(Position identification records)
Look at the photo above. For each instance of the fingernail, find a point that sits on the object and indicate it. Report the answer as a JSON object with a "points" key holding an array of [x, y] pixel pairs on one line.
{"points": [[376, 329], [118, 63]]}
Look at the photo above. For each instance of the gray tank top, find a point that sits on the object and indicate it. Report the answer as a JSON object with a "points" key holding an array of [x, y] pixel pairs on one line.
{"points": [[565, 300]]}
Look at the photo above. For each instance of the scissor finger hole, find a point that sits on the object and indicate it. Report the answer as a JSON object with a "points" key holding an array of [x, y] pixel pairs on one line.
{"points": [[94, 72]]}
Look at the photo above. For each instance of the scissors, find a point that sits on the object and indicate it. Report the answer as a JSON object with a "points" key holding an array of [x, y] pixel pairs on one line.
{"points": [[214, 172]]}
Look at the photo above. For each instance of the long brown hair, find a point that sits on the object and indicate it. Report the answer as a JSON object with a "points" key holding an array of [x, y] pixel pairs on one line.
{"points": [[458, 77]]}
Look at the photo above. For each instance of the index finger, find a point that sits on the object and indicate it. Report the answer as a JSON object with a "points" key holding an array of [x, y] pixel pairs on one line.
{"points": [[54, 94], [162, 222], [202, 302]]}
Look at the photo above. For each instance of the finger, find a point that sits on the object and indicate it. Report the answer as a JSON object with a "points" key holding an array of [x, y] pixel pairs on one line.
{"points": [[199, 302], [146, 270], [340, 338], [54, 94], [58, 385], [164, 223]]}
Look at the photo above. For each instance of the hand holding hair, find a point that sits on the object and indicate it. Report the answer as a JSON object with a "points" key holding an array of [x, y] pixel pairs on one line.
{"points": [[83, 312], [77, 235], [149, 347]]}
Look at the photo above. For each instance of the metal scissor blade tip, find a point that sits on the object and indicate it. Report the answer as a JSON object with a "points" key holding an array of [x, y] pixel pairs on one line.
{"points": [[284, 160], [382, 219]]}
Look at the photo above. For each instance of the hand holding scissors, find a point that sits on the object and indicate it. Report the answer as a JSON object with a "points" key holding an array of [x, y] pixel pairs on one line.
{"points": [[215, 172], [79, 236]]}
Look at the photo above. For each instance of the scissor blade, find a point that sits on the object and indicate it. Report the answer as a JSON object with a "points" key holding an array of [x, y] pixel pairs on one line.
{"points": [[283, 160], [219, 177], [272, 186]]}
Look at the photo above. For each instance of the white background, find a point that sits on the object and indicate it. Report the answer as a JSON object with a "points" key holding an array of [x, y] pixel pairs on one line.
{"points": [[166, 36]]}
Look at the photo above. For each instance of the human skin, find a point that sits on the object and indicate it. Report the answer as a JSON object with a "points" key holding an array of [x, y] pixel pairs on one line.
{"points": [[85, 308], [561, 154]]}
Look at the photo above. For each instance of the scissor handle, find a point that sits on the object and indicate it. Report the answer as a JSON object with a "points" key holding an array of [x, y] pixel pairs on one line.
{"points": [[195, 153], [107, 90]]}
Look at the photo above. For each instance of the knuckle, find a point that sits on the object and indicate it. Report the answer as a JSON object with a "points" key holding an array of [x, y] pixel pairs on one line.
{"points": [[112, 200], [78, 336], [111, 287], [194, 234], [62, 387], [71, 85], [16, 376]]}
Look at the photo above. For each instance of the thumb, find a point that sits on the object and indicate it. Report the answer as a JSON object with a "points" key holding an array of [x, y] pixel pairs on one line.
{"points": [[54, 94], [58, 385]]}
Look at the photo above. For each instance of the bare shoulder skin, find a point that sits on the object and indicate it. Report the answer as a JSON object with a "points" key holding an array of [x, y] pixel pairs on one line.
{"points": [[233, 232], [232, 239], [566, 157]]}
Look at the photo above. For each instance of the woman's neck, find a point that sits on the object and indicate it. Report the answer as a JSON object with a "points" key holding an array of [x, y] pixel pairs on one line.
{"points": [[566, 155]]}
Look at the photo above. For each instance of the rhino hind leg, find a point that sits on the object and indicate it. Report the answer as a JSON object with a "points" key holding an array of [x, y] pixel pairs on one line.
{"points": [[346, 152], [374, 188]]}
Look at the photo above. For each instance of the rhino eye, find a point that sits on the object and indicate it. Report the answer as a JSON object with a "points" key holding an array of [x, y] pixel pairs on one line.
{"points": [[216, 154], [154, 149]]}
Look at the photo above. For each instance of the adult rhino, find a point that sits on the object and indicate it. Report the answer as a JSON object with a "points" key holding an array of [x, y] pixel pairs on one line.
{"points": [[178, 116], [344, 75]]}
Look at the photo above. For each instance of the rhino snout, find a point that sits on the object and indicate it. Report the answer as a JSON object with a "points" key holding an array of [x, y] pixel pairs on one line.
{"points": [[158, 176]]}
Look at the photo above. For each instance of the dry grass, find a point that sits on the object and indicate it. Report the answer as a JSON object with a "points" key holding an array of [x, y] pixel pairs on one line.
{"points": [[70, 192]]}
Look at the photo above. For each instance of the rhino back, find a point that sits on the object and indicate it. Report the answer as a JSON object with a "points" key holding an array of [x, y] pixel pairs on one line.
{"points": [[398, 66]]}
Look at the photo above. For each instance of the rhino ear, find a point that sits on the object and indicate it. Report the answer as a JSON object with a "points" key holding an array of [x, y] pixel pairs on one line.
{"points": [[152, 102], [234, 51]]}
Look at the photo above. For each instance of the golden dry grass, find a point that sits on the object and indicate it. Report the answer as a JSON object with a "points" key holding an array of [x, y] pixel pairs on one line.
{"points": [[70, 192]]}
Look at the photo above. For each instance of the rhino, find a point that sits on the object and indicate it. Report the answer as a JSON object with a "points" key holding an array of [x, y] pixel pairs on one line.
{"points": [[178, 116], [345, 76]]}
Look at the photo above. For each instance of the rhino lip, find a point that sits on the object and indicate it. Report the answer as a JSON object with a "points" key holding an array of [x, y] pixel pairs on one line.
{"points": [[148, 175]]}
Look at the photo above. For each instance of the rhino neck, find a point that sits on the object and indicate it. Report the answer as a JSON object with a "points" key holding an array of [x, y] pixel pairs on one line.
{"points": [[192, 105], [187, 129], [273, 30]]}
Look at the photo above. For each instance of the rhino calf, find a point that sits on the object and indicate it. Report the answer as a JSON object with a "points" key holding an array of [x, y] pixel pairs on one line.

## Task to complete
Reproduce the entire listing word for word.

## Task answer
Look at the photo above. For each instance of the fingernail, find a point that sits on the object and indicate it. Report the answer as a JSON object with a "points" key holding an array of [x, y] pixel pairs on one line.
{"points": [[376, 329], [118, 63]]}
Look at the photo above. For each instance of the gray tank top, find a point that sits on the object and indicate it. Report the answer as a JSON object with a "points" key holding an array of [x, y] pixel pairs on one line.
{"points": [[565, 300]]}
Look at the photo above. For each instance of the scissor finger hole, find a point that sits on the object and indicate it. Report the answer as a JSON object with a "points" key holding an array of [x, y] pixel pairs on one line.
{"points": [[94, 72]]}
Look at the photo above. For each instance of the scissors, find a point that sits on the object and indicate it. Report the answer as a JSON object with a "points" key holding an array of [x, y] pixel pairs on one line.
{"points": [[214, 172]]}
Look at the photo above. For each instance of the long brown hair, find a point that sits on the object and indicate it. Report the answer as a JSON object with a "points" key holding an array of [x, y] pixel pairs on one line.
{"points": [[458, 77]]}
Look at the photo above. For each instance of the index finger, find a point that sits on the object and indicate it. Report the answer as a JSON object with a "points" key holding an array of [x, y] pixel pairs on one line.
{"points": [[54, 94], [162, 222], [202, 302]]}
Look at the photo above. For each instance of the finger, find a point that sits on the object and indicate it. Report the answer as a JSON object with a "points" key holding an array of [x, y] pixel pairs on one line.
{"points": [[199, 302], [146, 270], [340, 338], [54, 94], [58, 385], [164, 223]]}
Look at the photo above. For each instance of the hand holding hair, find a point that sits on the object and indicate it. Report the answer as a JSON object with a "points" key holding an array of [x, y] pixel pairs on one line.
{"points": [[83, 312], [77, 235], [149, 347]]}
Look at the photo above. For each instance of the metal scissor blade tip, find a point that sits on the object and indicate it. Report the answer as a JSON object with a "points" key holding an array of [x, y] pixel pairs on one line.
{"points": [[284, 160], [382, 219]]}
Look at the photo above. For each instance of the hand holding scissors, find a point that sits on the object and indicate it. Report the answer as a JSON object with a "points" key holding an array of [x, y] pixel pairs on one line.
{"points": [[215, 172], [79, 236]]}
Look at the photo above. For each instance of the scissor blade, find a point that sits on the object and indicate it. Report the answer as a JSON object with a "points" key holding an array of [x, y] pixel pairs on one line.
{"points": [[283, 160], [219, 177], [272, 186]]}
Look at the photo above. For each instance of the white background, find a point that sits on the object and indicate it. Report the answer as a JSON object with a "points" key holding an array of [x, y] pixel pairs on one line.
{"points": [[166, 36]]}
Look at the photo above. For each instance of the human skin, find a point that sits on the object and indicate it. Report the answer as a JSON object with a "points" key holding an array of [x, y] pixel pairs on one line.
{"points": [[85, 308], [561, 154]]}
Look at the photo above. For each instance of the scissor handle, find a point that sits on the object and indicate it. Report the answer as a JSON object with a "points" key holding an array of [x, y] pixel pairs on one line.
{"points": [[195, 153], [107, 90]]}
Look at the photo above. For each instance of the knuckle, find a point that sits on the object and indicate it. Report the answer as a JSON object with a "points" key holding an array of [x, y] pixel pairs on one line.
{"points": [[112, 200], [78, 336], [111, 287], [194, 234], [62, 387], [71, 85], [16, 376]]}
Look at the photo above. For each instance of the thumb, find a point that sits on the object and indicate it. Report the answer as a JSON object with a "points" key holding an array of [x, y] pixel pairs on one line.
{"points": [[54, 94], [58, 385]]}
Look at the photo above. For each instance of the bare shoulder skin, find a point that sits on the object and indicate it. Report the answer as a JSON object with a "points" key holding an array of [x, y] pixel pairs on one line.
{"points": [[233, 232], [232, 239], [566, 157]]}
Look at the photo above. For each instance of the woman's neck, find a point that sits on the object and indicate it. Report the answer as a JSON object with a "points" key holding an array of [x, y] pixel pairs on one line.
{"points": [[566, 155]]}
Look at the photo above. For each instance of the rhino hind leg, find a point that sits on the object and indicate it. Report the answer as a JSON object with a "points" key holding an array of [x, y] pixel pairs on one line.
{"points": [[346, 152], [374, 188]]}
Look at the photo above. For each instance of the rhino eye, find a point that sits on the object and indicate it. Report the answer as a JSON object with a "points" key holding an array of [x, y] pixel pairs on one line.
{"points": [[216, 154], [154, 149]]}
Look at the photo above. For each instance of the adult rhino, find a point that sits on the object and indicate it. Report the answer as a JSON object with a "points" key holding an array of [x, y] pixel pairs on one line.
{"points": [[178, 116], [344, 75]]}
Look at the photo above. For each instance of the rhino snout, find a point that sits on the object and indicate it. Report the answer as a JSON object with a "points" key holding an array of [x, y] pixel pairs on one line.
{"points": [[158, 176]]}
Look at the photo above. For each instance of the dry grass, find a point that sits on the object and indicate it. Report the answer as a JSON object with a "points" key holding an array of [x, y] pixel pairs on one line.
{"points": [[70, 192]]}
Look at the photo above. For each instance of the rhino back, find a point that sits on the object and indicate it. Report the answer as a JSON object with a "points" key holding an array of [x, y] pixel pairs on one line.
{"points": [[398, 66]]}
Look at the photo above. For each instance of the rhino ear, find a point that sits on the object and indicate it. Report the answer as a JSON object with a "points" key holding an array of [x, y] pixel pairs on one line.
{"points": [[152, 102], [234, 51]]}
Look at the photo above. For each instance of the golden dry grass, find a point that sits on the object and indicate it. Report the answer as a JSON object with a "points" key holding an array of [x, y] pixel pairs on one line.
{"points": [[70, 192]]}
Look at the photo above. For each instance of the rhino, find a point that sits on the object and indicate it. Report the answer as a JSON object with a "points" key holding an array of [x, y] pixel pairs on one line.
{"points": [[178, 116], [345, 76]]}
Look at the photo above. For each instance of the rhino lip, find a point that sits on the object and indicate it. Report the answer as a JSON object with a "points" key holding an array of [x, y] pixel pairs on one line.
{"points": [[148, 175]]}
Look at the photo above. For each instance of the rhino neck, find a point that sits on the object and indicate it. Report the answer as a JSON object with a "points" key holding an array of [x, y] pixel pairs on one line.
{"points": [[192, 105], [187, 129], [273, 30]]}
Look at the photo above. For each instance of the rhino calf, find a point that sits on the object and indicate it. Report the answer as a JSON object with a "points" key holding an array of [x, y] pixel pairs on one line.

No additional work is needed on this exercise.